— Objective A —
In the forum thread on which superhero movie will do best, answer these:
(i) Which movie does CrazyMoronX name as runner-up, and through whom?
(ii) Which movie does Bluebeard put in first place?
(iii) In Rukia's second post, until what year should people save their money?
— Objective B —
In the forum thread on superhero movies, why does -Dargor- think X-Men fans won't be rushing to see the new X-Men movie?
— Objective C —
Can you carry the superhero movie forum thread on past its final post?

— Document —
= = =
I think it's going to be GL, but I'm hoping its Thor.


----------



## dream (Apr 5, 2011)

Green Lantern seems to have the best chance of being a success.


----------



## Judecious (Apr 5, 2011)

Green Lantern looks pretty good so that's my choice


----------



## CrazyMoronX (Apr 5, 2011)

X-Men due to name recognition.

Runner-up would be Thor via Anthony Hopkins.

Then GL due to what's-his-fuck.

Sadly, Captain America will be last. Unless it gets a lot of ignorant patriotic views, which I could see happen.  It could pull the upset.


----------



## Rukia (Apr 5, 2011)

I agree with CMX.  I think he has the order too.


----------



## Gnome (Apr 5, 2011)

I think Thor, because the name Thor is known to more than just Comics.


----------



## Ennoea (Apr 5, 2011)

Xmen's rabid fanbase is being forgotten, and depending on it's quality it could do big bucks. The rest will depend on how much the mainstream audiences embrace them.


----------



## ~Gesy~ (Apr 5, 2011)

their's still people who torture themselves with x-men movies?

this movie doesn't even make a lick of sense

transformers isn't exactly a superhero movie but i put it in that category. i think transformers will sink them all.


----------



## Black Duck (Apr 5, 2011)

I like the Thor title, so i would prefer to see this movie to be interesting ^^


----------



## Bluebeard (Apr 5, 2011)

1. Green Lantern
2. Captain America
3. Thor
4. X-men First Class or whatever it's called


----------



## -Dargor- (Apr 5, 2011)

Green lantern has the most fanboys out of the lot.

It could have been X-men but that movie was already stated as being a joke and unworthy of the title so those fanboys won't be rushing to watch it.

As for the 2 avenger movies, meh.


----------



## Ennoea (Apr 5, 2011)

Green Lantern has more fanboy buzz but the mainstream audience would choose Xmen over it anyday, and that's where it counts. Though First Class looks utter shite.


----------



## Rukia (Apr 5, 2011)

Captain America and Thor are probably the only two I will go see.

Save your money for 2012.  That's when all the good movies are coming out.


----------



## xboxlivegrl (Apr 5, 2011)

I am gonna go with X-Men

I think it will be good


----------



## Mikaveli (Apr 5, 2011)

Thor             will.


----------



## Taleran (Apr 5, 2011)

I'm voting for Captain America because it is a story and a character that is easier to get behind without all the investment and it just looks like a flat better movie than the other 3

(First Class is gonna bomb hard)
= = =
— Supplied entries —
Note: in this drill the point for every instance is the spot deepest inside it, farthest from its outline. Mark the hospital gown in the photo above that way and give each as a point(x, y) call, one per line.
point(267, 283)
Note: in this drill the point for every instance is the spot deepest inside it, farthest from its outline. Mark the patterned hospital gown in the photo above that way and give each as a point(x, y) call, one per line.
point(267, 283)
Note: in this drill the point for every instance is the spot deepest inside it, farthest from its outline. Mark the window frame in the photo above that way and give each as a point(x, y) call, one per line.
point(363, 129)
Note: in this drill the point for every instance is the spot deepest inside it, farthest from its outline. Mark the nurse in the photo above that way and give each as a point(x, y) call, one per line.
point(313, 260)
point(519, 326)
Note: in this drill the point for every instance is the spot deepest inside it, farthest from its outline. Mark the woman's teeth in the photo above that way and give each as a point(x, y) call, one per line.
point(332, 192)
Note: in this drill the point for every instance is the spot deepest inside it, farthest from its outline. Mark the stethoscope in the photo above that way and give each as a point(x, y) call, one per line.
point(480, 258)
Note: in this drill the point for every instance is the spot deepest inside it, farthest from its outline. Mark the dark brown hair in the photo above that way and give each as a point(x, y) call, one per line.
= = =
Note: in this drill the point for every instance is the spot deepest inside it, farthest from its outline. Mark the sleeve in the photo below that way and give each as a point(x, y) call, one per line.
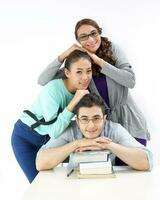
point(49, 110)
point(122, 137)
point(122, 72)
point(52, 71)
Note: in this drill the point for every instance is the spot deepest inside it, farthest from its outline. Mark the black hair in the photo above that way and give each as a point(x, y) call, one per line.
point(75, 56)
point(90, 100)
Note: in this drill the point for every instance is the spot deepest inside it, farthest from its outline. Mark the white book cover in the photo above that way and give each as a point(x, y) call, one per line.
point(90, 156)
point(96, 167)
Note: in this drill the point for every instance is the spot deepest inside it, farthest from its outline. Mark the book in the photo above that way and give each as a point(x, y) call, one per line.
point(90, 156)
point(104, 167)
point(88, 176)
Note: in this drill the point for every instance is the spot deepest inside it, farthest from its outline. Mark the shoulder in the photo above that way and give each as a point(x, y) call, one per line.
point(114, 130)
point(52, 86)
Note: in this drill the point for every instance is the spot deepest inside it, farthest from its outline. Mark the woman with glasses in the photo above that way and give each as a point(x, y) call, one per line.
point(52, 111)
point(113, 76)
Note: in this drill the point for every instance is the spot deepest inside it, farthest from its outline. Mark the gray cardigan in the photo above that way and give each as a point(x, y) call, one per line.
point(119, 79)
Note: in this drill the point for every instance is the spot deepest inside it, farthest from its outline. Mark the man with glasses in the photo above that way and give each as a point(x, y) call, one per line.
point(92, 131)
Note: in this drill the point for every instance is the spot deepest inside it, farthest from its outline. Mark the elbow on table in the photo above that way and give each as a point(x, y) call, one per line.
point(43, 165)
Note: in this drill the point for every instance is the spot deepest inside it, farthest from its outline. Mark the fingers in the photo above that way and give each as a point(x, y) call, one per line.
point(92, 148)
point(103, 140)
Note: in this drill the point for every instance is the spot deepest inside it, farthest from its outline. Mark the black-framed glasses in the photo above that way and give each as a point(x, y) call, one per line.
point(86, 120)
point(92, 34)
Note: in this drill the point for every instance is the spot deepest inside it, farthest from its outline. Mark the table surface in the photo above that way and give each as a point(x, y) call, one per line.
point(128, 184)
= = =
— Exercise answer A —
(i) Thor, via Anthony Hopkins.
(ii) Green Lantern.
(iii) 2012.

— Exercise answer B —
That movie had already been called a joke and unworthy of the title, so those fans won't hurry to watch it.

— Exercise answer C —
----------



## Gabe (Apr 5, 2011)

captain america or xmen


----------



## Rukia (Apr 5, 2011)

When does First Class even come out?  And you might be right about it being awful.  It's odd that there hasn't been a theatrical trailer yet.


----------



## Gabe (Apr 5, 2011)

Rukia said:


> When does First Class even come out?  And you might be right about it being awful.  It's odd that there hasn't been a theatrical trailer yet.


here is a trailer 
the fan work has gone up another notch.


----------



## Rukia (Apr 5, 2011)

I don't consider that a real trailer.  Far too short.  It's more like a teaser trailer.


----------



## illmatic (Apr 5, 2011)

Thor - 235 mill

X-Men - 155 mill

Captain America - 125 mill

Green lantern - 80 mill 

Green Lantern = Prince of Persia level flop.


----------



## Frieza (Apr 5, 2011)

Going with xmen on this on.


----------



## Whip Whirlwind (Apr 5, 2011)

illmatic said:


> Thor - 235 mill
> 
> X-Men - 155 mill
> 
> ...



Says the guy with the GL sig 

Seriously though, it may not be quite break even (until DVD sales), but if the marketing is half decent it'll be damn close.


----------



## John Carter of Mars (Apr 5, 2011)

1. *Green Lantern*
Just because it stands a lone among most super heroes. Unique among most synopsis / plots including alternate universes / dimensions and have fictionalized alien life forms that are more conspicuously eccentric and eerie compared to any other super hero out there. I think the new trailer will provoke interest greatly, with title name actors - not saying that will boost the hype, as it has already have a huge following and pretty big hype already.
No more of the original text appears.